* **DOCUMENT SEGMENT**:
______________________________
Zaucha recommends that parents don't take transition objects like blankets or stuffed animals away before age 3, because children aren't able to rationalize yet and are still attributing humanlike qualities to their objects. She has found from personal experience with her daughter that setting limits about when and where your child can use the object is helpful.
For example, Zaucha only lets her daughter Alex have "Blankie" during naptime, bedtime and relaxing time around the house. At the same time, Zaucha does make certain exceptions. If Alex is sick or feeling anxious about going on an airplane, "Blankie" makes an appearance.
Downers Grove mom Beth Bukey has a 3-year-old daughter named Kathryn who is attached to her dog lovey blanket. Kathryn typically uses the lovey at home while watching TV, at bedtime, and when she's in trouble or upset.
"If she's in trouble or sad about something she will go look for it," Bukey said. "She actually told me when she was crying, 'I need my dog to wipe my tears.'"
Bukey said Kathryn has used the lovey since she was about 18 months old. If her daughter is still attached to her lovey by age 5 or 6, Bukey said she would probably encourage her to "try to live without it."
If you have a 3½-year-old, and have never limited your child's use of a transition object, Zaucha suggests that you tell your child, "You're a big kid now," and establish when the transition object can be used. Zaucha says parents can start off letting their child only have the object during bedtime and naptime, then later just naptime, and eventually notify the child that the item will be kept safe in a box somewhere.
______________________________
* **DATASET ENTRIES**:
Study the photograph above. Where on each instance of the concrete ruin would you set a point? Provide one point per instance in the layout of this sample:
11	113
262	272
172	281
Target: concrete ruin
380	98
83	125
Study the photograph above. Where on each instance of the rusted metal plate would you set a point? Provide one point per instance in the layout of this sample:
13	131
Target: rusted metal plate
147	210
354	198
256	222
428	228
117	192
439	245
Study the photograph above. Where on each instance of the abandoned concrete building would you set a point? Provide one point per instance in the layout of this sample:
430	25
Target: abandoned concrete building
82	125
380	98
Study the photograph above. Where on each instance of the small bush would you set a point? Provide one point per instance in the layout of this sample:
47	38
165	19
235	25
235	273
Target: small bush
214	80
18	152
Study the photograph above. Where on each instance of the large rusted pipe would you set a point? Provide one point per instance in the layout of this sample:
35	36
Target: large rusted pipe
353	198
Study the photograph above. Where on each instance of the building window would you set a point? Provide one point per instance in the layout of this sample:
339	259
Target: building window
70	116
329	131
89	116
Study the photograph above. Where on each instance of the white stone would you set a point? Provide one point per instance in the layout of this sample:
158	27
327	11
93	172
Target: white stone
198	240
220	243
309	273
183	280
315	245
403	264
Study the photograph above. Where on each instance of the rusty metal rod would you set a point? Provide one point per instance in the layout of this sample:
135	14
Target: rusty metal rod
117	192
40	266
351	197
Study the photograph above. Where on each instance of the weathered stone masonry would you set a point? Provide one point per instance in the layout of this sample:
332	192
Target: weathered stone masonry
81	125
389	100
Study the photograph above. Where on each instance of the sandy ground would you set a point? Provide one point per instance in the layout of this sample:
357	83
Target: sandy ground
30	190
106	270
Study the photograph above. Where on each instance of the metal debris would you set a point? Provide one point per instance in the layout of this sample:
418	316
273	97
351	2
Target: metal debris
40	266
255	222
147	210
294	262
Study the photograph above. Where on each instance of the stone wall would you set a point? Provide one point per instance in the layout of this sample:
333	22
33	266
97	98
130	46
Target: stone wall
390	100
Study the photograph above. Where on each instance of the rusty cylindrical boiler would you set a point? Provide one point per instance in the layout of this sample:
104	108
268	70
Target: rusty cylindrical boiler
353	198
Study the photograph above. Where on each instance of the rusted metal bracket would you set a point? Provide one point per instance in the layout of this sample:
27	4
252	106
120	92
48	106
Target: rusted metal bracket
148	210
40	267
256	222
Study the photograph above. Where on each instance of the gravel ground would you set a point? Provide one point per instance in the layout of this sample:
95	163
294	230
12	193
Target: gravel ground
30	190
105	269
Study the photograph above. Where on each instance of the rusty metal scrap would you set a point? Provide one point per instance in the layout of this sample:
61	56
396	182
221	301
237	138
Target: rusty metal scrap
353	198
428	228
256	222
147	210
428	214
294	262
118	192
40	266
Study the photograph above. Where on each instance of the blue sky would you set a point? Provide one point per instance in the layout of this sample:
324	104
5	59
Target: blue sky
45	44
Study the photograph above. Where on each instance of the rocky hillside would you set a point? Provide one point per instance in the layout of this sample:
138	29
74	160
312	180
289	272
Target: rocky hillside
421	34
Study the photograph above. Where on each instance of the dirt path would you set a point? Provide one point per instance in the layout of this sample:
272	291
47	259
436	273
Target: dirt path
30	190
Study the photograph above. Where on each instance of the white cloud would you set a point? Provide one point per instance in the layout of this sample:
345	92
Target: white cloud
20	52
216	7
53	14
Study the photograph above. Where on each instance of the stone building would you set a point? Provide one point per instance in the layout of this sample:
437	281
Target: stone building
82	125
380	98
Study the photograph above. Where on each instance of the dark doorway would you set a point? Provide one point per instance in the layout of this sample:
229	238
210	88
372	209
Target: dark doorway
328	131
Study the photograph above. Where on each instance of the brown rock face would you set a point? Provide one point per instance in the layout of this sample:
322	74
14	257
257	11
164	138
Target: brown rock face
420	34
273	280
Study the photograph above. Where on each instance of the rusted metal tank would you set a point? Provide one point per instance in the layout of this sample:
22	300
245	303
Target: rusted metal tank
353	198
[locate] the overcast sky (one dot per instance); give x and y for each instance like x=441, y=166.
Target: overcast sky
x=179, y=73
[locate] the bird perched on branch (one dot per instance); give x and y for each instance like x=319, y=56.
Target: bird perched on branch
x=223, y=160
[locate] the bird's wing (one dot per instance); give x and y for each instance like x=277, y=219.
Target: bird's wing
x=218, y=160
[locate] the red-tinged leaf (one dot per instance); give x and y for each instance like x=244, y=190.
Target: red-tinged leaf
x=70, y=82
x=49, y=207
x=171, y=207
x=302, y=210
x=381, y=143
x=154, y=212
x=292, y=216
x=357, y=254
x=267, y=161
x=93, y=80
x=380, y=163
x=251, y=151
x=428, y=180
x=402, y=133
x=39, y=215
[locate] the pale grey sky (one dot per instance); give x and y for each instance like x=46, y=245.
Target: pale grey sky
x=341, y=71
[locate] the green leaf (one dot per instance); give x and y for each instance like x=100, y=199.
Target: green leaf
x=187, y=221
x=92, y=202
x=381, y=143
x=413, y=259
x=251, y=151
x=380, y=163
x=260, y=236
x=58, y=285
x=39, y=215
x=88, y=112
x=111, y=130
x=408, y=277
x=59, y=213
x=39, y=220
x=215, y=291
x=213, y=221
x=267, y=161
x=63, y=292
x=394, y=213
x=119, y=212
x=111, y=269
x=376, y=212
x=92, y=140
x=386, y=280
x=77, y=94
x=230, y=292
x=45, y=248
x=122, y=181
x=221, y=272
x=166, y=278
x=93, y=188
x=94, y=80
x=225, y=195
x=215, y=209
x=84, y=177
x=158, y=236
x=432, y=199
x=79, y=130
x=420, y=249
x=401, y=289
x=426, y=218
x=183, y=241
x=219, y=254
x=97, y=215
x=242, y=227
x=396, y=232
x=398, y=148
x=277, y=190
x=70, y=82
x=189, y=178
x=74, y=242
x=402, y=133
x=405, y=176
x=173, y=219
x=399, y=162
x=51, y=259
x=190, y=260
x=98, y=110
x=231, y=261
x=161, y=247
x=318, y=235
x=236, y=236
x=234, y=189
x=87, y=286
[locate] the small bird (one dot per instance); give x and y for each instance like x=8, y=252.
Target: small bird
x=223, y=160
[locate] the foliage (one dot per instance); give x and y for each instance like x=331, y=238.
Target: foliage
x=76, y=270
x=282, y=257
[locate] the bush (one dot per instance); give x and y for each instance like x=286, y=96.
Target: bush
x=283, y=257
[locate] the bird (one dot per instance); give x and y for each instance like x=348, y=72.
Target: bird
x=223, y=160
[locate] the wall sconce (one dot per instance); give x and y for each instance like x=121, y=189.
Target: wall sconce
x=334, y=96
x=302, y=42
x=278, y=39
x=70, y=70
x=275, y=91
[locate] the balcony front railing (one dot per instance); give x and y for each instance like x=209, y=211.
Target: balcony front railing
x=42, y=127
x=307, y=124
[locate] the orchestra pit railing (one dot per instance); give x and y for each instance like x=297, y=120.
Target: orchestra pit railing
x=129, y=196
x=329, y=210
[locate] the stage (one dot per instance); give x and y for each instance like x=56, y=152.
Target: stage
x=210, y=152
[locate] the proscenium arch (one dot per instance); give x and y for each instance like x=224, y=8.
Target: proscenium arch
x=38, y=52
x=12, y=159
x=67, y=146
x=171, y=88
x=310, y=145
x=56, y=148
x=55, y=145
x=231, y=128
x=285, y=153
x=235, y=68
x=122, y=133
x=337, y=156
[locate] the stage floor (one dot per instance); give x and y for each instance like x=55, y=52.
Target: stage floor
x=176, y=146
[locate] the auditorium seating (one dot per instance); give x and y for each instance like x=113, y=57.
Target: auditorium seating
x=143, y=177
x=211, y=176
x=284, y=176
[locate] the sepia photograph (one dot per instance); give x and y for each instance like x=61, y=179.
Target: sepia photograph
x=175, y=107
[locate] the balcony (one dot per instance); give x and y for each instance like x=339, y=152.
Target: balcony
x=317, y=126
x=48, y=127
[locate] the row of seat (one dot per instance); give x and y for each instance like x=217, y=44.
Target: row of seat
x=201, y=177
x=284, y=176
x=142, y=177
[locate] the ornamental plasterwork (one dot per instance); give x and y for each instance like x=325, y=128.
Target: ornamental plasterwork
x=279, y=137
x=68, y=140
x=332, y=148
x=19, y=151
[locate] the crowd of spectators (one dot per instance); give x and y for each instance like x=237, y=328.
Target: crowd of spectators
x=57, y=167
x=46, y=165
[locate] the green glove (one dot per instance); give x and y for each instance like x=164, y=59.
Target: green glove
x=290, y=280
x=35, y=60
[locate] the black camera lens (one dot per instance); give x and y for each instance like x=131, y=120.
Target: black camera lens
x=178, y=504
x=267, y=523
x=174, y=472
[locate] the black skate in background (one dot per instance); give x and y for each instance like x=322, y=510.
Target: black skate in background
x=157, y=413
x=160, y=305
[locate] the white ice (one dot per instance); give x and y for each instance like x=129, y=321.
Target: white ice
______________________________
* **WORK TASK A**: Decide whether each statement agrees with the passage on transition objects, answering yes or no and quoting the deciding words. (i) Zaucha advises against taking transition objects away before age 3. (ii) Kathryn began using her lovey at about age 3. (iii) Alex is allowed to have "Blankie" when she is sick.
* **WORK TASK B**:
Answer these questions from the passage on transition objects.
(i) Where does Beth Bukey live?
(ii) What is Kathryn's lovey?
(iii) What does Zaucha suggest telling a 3½-year-old whose use of a transition object has never been limited?
* **WORK TASK C**: Write the next part of the passage on transition objects, picking up after its final sentence.

* **REPLY A**:
(i) Yes: "parents don't take transition objects like blankets or stuffed animals away before age 3"
(ii) No: "Kathryn has used the lovey since she was about 18 months old"
(iii) Yes: "If Alex is sick or feeling anxious about going on an airplane, "Blankie" makes an appearance."

* **REPLY B**:
(i) Downers Grove
(ii) A dog lovey blanket
(iii) "You're a big kid now."

* **REPLY C**:
Zaucha said the process should be gradual and is very individualized. Sometimes, parents may want to consider having a conversation with a counselor to develop healthy and comfortable strategies for your child, she said.
Meyerhoff said a child's attachment to a transition object rarely goes beyond preschool. Children find other ways to relieve stress such as riding a bike or reading a book and generally don't need to use a blanket or pacifier anymore. Meyerhoff said after preschool, peers become even more important and having pacifiers or blankets can make children feel embarrassed, which motivates them to give the objects up on their own.
Meyerhoff said the best thing parents can do is "back off." Forcing your child to give up a transition object can result in a power struggle, he said.
"If a child becomes aware that this is something that gets under your skin, this becomes one of the few ways that he can exert power in the relationship, and he will stubbornly stick to it," he said.
Meyerhoff said if a parent remains calm and makes it clear that "it's no big deal," then it will be easier for the child to give up the object by himself/herself and will keep the "whole process focused on the child rather than the interaction between the two of you."
Zaucha knows that parents can get concerned about their child's attachment to a transition object but she wants them to realize that there is nothing damaging about having a "blankie," or lovey. Transition objects are a normal part of child development.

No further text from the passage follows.